- [文書の抜粋]
能登半島の最先端の地に「みんなの家」が完成しました。
狼煙町は、石川県珠洲市の北東部、海沿いに位置し、築142年という歴史のある禄剛埼灯台のふもとに50世帯100人が暮らす小さな町ですが、これまでも全国から多くの移住者を受け入れてきました。震災後も、避難所で自主的に将来のビジョンを話し合うなど、地域のコミュニティや文化を未来に継承するための活動に取り組んできました。
2025年7月、能登における「みんなの家」の第一号として「狼煙のみんなの家」が竣工し、オープニングイベントが開催されました。持続可能な地域づくりに取組む「NPO法人奥能登日置らい」が事業主となり、クライン ダイサム アーキテクツが設計を担当、多くの企業の支援のもと、地域の文化や未来をみんなで感じ、考えていくことができる新しい建築が誕生しました。今後、地域の人々が集う食堂やイベント、伝統行事の会場として活用され、町の垣根を超えた交流や復興の拠点となることを目指していきます。

- [名前付き物体の位置指示エントリ]
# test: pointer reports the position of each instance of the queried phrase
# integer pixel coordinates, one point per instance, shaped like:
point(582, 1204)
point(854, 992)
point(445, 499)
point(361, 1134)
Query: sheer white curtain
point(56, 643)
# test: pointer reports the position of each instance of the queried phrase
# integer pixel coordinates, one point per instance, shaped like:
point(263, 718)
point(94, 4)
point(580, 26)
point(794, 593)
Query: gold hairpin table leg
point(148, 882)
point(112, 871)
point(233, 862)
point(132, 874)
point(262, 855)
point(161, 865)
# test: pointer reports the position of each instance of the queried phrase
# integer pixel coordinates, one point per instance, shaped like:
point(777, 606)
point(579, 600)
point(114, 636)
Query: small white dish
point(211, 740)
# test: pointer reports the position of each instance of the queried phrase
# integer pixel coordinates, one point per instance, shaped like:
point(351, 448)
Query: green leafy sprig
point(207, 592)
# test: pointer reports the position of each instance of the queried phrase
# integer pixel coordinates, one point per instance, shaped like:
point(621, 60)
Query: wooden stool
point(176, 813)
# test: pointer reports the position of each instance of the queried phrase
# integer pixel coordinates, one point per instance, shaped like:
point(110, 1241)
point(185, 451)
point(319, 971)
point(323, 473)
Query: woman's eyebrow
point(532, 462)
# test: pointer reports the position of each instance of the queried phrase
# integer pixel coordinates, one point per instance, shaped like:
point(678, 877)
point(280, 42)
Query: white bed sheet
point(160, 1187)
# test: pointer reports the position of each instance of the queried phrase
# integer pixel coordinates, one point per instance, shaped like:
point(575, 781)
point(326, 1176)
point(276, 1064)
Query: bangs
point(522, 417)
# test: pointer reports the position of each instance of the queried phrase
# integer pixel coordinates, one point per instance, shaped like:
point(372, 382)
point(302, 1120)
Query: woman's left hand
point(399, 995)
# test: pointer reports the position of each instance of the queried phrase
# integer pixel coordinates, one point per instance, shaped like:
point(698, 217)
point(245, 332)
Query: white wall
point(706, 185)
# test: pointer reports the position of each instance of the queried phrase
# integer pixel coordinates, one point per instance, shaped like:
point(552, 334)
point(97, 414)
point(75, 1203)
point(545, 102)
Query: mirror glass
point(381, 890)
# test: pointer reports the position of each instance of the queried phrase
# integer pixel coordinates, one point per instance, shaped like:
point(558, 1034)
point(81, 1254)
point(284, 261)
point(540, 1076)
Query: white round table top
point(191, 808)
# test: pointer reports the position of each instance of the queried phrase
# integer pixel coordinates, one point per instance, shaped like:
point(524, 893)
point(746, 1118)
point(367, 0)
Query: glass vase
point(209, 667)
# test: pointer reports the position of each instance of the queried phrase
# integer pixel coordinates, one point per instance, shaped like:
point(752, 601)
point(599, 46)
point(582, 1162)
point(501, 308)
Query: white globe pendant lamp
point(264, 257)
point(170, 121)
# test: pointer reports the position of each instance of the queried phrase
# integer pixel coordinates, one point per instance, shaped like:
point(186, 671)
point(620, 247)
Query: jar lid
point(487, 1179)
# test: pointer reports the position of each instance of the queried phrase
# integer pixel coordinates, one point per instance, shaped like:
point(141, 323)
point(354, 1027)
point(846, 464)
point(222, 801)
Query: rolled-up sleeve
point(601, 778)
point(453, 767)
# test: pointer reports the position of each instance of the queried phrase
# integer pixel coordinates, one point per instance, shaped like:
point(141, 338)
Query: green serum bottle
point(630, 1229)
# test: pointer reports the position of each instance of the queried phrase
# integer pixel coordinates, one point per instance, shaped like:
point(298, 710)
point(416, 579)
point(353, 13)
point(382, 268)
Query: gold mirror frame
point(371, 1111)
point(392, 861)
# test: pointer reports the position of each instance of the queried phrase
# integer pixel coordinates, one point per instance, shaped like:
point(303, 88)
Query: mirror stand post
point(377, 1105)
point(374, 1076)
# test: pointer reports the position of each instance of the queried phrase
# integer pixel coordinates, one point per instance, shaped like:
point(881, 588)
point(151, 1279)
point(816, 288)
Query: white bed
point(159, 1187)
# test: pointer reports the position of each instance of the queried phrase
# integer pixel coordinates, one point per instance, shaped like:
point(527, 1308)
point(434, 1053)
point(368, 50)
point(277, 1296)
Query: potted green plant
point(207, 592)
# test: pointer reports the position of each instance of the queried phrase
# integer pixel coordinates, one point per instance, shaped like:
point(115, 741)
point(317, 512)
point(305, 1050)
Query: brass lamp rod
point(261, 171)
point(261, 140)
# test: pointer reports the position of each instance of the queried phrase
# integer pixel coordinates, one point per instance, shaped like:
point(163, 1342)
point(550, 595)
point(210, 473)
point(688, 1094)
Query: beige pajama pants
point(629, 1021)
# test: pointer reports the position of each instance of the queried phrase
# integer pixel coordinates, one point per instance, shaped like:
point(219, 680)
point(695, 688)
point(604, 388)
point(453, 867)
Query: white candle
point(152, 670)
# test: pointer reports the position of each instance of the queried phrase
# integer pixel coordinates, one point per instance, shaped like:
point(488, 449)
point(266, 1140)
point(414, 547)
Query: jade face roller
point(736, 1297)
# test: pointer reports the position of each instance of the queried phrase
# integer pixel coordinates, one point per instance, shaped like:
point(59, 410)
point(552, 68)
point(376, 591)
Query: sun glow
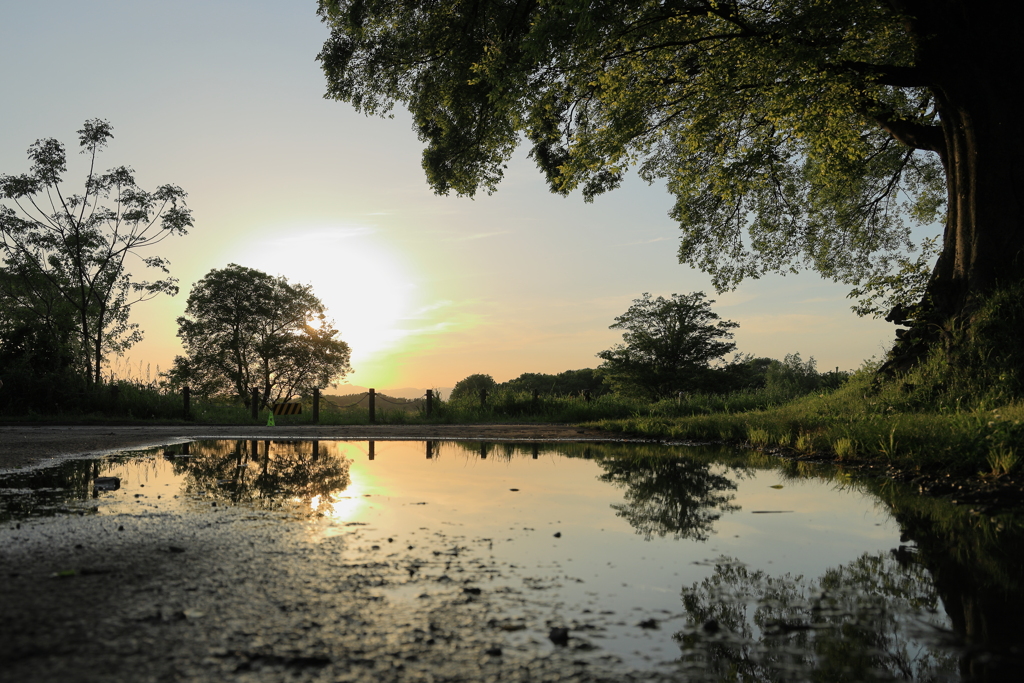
point(371, 291)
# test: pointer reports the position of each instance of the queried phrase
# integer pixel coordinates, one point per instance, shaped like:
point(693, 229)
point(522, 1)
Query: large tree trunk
point(971, 55)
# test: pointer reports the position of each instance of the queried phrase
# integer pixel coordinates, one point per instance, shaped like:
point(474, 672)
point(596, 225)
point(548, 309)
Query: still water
point(710, 562)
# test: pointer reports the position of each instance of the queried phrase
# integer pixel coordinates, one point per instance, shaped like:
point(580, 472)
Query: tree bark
point(971, 55)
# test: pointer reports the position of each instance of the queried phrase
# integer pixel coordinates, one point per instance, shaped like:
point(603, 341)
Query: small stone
point(559, 636)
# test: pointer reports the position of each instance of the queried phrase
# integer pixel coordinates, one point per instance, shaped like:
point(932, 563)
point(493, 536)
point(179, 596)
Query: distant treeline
point(790, 377)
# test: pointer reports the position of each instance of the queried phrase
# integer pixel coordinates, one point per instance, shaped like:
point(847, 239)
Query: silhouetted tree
point(668, 345)
point(78, 246)
point(244, 329)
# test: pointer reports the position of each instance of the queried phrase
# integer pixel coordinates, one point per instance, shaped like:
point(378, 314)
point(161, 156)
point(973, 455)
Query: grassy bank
point(890, 424)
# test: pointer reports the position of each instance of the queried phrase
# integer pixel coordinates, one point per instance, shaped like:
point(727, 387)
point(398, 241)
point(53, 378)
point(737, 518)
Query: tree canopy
point(793, 133)
point(244, 329)
point(68, 255)
point(668, 345)
point(471, 386)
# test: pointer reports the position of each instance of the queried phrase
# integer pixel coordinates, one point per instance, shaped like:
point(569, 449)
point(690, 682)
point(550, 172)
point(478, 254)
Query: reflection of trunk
point(978, 581)
point(972, 63)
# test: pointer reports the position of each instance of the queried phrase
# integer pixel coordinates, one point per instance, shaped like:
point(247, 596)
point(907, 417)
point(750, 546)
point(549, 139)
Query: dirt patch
point(32, 445)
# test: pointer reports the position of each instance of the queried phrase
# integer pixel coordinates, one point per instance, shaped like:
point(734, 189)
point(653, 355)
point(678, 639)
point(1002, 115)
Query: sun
point(370, 290)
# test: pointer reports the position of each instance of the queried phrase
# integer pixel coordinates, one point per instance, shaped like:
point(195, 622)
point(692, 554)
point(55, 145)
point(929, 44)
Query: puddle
point(705, 562)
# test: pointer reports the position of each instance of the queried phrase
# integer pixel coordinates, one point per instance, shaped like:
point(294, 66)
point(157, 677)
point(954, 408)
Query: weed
point(1003, 460)
point(844, 447)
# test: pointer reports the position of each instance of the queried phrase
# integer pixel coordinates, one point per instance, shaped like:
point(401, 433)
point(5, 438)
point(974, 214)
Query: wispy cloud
point(643, 242)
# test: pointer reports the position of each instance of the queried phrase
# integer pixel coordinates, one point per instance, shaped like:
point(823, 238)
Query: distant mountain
point(401, 392)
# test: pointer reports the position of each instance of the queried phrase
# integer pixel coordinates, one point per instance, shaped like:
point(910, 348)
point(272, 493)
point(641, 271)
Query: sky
point(225, 99)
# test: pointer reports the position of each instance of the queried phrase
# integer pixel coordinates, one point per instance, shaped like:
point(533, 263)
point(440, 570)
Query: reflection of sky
point(598, 563)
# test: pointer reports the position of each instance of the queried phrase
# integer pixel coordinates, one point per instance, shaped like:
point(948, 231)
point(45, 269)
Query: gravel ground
point(236, 594)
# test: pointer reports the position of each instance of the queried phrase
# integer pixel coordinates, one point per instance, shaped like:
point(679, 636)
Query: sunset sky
point(225, 99)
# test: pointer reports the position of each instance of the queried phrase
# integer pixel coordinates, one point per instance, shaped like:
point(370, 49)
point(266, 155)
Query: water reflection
point(264, 474)
point(871, 620)
point(941, 603)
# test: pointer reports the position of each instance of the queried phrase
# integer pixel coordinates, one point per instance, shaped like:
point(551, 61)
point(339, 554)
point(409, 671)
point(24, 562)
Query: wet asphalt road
point(228, 594)
point(216, 593)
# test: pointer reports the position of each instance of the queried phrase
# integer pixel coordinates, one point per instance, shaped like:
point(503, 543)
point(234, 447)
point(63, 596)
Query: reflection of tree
point(666, 495)
point(977, 565)
point(46, 491)
point(264, 474)
point(866, 621)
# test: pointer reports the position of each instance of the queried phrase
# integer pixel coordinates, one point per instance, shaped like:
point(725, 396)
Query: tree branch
point(898, 77)
point(912, 134)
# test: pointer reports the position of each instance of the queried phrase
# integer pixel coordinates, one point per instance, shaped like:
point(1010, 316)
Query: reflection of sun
point(367, 289)
point(345, 505)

- [作業要件]
a. 「狼煙のみんなの家」に関する文書の抜粋によると、この建物の設計を担当したのはどこか。
b. エントリから文字列「gold」を含む行をすべて抽出すること。

- [各課題の解答]
a. クライン ダイサム アーキテクツです。

b.
Query: gold hairpin table leg
Query: gold mirror frame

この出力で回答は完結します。